Work to be completed: Would it be possible to reproduce every entry exactly, please?

Items from a dataset:
/---

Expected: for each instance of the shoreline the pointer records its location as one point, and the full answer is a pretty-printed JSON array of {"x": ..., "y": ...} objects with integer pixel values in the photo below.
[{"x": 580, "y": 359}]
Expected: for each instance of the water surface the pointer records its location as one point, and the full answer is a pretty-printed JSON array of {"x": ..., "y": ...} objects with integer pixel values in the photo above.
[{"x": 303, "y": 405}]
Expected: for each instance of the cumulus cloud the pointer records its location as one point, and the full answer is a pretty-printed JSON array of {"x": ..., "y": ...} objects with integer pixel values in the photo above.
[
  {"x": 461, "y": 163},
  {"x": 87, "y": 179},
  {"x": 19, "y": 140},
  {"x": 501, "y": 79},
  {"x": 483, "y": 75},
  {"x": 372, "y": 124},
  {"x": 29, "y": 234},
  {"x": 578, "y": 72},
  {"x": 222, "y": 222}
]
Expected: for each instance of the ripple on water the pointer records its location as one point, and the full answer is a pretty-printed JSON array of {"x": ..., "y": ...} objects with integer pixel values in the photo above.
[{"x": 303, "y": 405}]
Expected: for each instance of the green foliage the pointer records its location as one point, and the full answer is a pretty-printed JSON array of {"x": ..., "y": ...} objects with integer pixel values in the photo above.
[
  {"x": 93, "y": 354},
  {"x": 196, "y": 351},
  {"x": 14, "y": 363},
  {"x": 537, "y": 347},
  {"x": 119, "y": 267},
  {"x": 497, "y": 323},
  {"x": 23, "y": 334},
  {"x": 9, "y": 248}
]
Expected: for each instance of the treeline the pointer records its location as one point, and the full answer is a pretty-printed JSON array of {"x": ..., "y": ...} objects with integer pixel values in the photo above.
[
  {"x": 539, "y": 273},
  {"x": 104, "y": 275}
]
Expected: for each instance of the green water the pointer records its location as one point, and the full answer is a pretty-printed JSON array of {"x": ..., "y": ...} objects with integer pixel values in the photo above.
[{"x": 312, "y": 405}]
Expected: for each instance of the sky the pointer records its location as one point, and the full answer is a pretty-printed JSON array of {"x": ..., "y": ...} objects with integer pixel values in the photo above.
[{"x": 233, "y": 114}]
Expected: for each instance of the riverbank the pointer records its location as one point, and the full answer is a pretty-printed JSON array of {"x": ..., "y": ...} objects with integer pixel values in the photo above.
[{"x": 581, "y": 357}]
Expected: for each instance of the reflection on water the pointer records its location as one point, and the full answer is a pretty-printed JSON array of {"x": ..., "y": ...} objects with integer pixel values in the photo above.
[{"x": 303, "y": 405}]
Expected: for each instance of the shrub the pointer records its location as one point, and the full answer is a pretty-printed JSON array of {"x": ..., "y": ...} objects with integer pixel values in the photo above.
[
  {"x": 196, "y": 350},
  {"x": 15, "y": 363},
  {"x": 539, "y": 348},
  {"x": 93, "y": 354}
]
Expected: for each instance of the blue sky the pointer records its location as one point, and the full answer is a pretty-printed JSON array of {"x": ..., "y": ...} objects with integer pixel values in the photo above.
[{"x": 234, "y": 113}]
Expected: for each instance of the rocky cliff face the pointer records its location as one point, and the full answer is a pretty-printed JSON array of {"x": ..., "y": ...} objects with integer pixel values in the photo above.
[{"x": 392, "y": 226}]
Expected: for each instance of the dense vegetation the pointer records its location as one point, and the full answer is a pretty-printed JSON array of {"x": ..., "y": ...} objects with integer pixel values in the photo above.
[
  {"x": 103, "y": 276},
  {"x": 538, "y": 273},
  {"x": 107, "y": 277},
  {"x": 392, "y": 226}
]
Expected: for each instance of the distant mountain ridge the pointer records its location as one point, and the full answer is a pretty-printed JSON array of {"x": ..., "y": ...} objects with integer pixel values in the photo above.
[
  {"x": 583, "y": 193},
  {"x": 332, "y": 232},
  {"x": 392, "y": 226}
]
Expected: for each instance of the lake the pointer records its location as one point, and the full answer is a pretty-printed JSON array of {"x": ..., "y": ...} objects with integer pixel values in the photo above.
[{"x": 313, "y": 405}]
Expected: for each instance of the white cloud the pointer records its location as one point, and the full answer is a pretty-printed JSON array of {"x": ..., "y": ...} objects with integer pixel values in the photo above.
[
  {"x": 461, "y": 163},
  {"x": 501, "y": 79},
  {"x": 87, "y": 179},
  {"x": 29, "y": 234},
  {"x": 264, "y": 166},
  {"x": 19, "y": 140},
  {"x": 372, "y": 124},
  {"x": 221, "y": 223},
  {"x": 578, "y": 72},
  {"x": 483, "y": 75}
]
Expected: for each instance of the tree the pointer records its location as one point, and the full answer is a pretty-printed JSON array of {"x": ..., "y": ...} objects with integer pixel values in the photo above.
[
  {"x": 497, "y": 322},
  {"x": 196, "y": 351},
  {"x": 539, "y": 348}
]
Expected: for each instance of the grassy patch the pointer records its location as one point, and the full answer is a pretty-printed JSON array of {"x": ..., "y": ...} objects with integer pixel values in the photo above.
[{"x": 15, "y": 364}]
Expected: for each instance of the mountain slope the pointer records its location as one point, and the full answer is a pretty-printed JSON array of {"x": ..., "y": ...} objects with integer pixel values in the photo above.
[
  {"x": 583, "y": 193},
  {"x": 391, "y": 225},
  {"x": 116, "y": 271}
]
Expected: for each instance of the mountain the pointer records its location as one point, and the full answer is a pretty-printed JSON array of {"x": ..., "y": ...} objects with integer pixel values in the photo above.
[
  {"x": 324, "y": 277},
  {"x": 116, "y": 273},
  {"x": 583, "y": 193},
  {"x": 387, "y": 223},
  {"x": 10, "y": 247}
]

\---

Exercise answer:
Expected: for each instance of the shoreline the pointer records its location as one point, and the full answer is a pretty-printed JSON array of {"x": ..., "y": ...} objects with integer pixel values in the photo below.
[{"x": 580, "y": 359}]
Expected: for each instance of the water surface the pointer records its location as one point, and the full answer is a pretty-printed JSON array of {"x": ..., "y": ...} objects with integer pixel values in the photo above.
[{"x": 303, "y": 405}]
Expected: for each instance of the cumulus cloud the pointer records its location as one point, and the full answer is a pretty-printed JSON array of {"x": ..., "y": ...} objects with integer pixel values in the photo above.
[
  {"x": 461, "y": 163},
  {"x": 87, "y": 179},
  {"x": 19, "y": 140},
  {"x": 501, "y": 79},
  {"x": 483, "y": 75},
  {"x": 372, "y": 124},
  {"x": 29, "y": 234},
  {"x": 578, "y": 72},
  {"x": 222, "y": 222}
]
Expected: for each instance of the ripple on water the pointer records its location as one point, and the full answer is a pretty-printed JSON array of {"x": ..., "y": ...} objects with integer pixel values in the photo above.
[{"x": 303, "y": 405}]
Expected: for each instance of the green foliage the pointer records its location as one point, and the full answer is a pretty-printed JSON array of {"x": ..., "y": ...} objects with integer pixel values in the photo above.
[
  {"x": 93, "y": 354},
  {"x": 196, "y": 351},
  {"x": 14, "y": 363},
  {"x": 537, "y": 347},
  {"x": 119, "y": 267},
  {"x": 497, "y": 323},
  {"x": 23, "y": 334},
  {"x": 9, "y": 248}
]
Expected: for each instance of the treeline the pointer records its location as one point, and the full answer is a pretty-printed JSON array of {"x": ..., "y": ...} objects with integer pixel values in the photo above.
[
  {"x": 539, "y": 273},
  {"x": 104, "y": 275}
]
Expected: for each instance of the green water the pointer records its location as one point, and the full answer is a pretty-printed JSON array of {"x": ..., "y": ...} objects with integer pixel values in the photo above.
[{"x": 312, "y": 405}]
Expected: for each instance of the sky the pointer records its location as one point, and the full answer is a pretty-printed JSON array of {"x": ..., "y": ...} objects with integer pixel values in the photo above.
[{"x": 233, "y": 114}]
Expected: for each instance of the riverbank the pointer records its location as one point, and the full answer is a pretty-printed JSON array of {"x": ..., "y": ...} objects with integer pixel values in the photo above.
[{"x": 581, "y": 357}]
Expected: for each instance of the reflection on water the pointer records its location as one point, and the full answer is a pretty-printed JSON array of {"x": ..., "y": ...} objects with integer pixel values in the photo above.
[{"x": 303, "y": 405}]
Expected: for each instance of the shrub the pointer records its location as one point, and the full answer is a pretty-printed JSON array of {"x": ..., "y": ...} objects with integer pixel values in the photo above.
[
  {"x": 196, "y": 350},
  {"x": 15, "y": 363},
  {"x": 539, "y": 348},
  {"x": 93, "y": 354}
]
Expected: for each instance of the blue sky the pointer records its location as one point, and the full answer is a pretty-printed JSON array of {"x": ..., "y": ...} objects with integer pixel values in the photo above.
[{"x": 234, "y": 113}]
Expected: for each instance of the rocky cliff face the pointer records its location as one point, and the full answer is a pretty-printed JSON array of {"x": ..., "y": ...} objects with integer pixel values in the photo above.
[{"x": 392, "y": 226}]
Expected: for each instance of the dense vegetation the pointer records its location as one point, and the full answer is a pretty-printed JSON array of {"x": ..., "y": ...} objects with integer pixel values in the photo above.
[
  {"x": 103, "y": 276},
  {"x": 538, "y": 273},
  {"x": 107, "y": 277},
  {"x": 392, "y": 226}
]
Expected: for each instance of the distant mountain ridge the pointer records its location as one point, and the full answer is a pretty-printed JSON array of {"x": ..., "y": ...} objects with integer pixel values in the photo above.
[
  {"x": 583, "y": 193},
  {"x": 332, "y": 232},
  {"x": 392, "y": 226}
]
Expected: for each instance of the lake the pointer records its location as one point, and the full answer is a pretty-printed JSON array of {"x": ..., "y": ...} objects with integer pixel values in the photo above.
[{"x": 313, "y": 405}]
Expected: for each instance of the white cloud the pointer records its location as one point, and the full answer is a pretty-printed JSON array of {"x": ..., "y": ...} objects with integer pixel values in the photo above.
[
  {"x": 461, "y": 163},
  {"x": 501, "y": 79},
  {"x": 87, "y": 179},
  {"x": 29, "y": 234},
  {"x": 264, "y": 166},
  {"x": 19, "y": 140},
  {"x": 372, "y": 124},
  {"x": 221, "y": 223},
  {"x": 578, "y": 72},
  {"x": 483, "y": 75}
]
Expected: for each instance of the tree the pointer records its location as one point, and the full answer is a pretty-printed JSON array of {"x": ..., "y": ...} objects with integer pixel values in the photo above.
[
  {"x": 497, "y": 322},
  {"x": 196, "y": 351},
  {"x": 539, "y": 348}
]
Expected: for each instance of the grassy patch the pointer records its location as one point, and the full answer is a pretty-printed JSON array of {"x": ..., "y": ...} objects with integer pixel values in the photo above.
[{"x": 15, "y": 364}]
Expected: for each instance of the mountain slope the pointer records its location as one point, and the full answer is a pretty-printed JSON array of {"x": ..., "y": ...} objects with integer pixel values in the photo above.
[
  {"x": 583, "y": 193},
  {"x": 391, "y": 225},
  {"x": 116, "y": 271}
]
Expected: for each instance of the mountain the pointer records its location as one point, and the full answer is a pretty-printed JSON array of {"x": ..., "y": ...} objects with integer pixel values in the photo above.
[
  {"x": 324, "y": 277},
  {"x": 116, "y": 273},
  {"x": 583, "y": 193},
  {"x": 387, "y": 223},
  {"x": 10, "y": 247}
]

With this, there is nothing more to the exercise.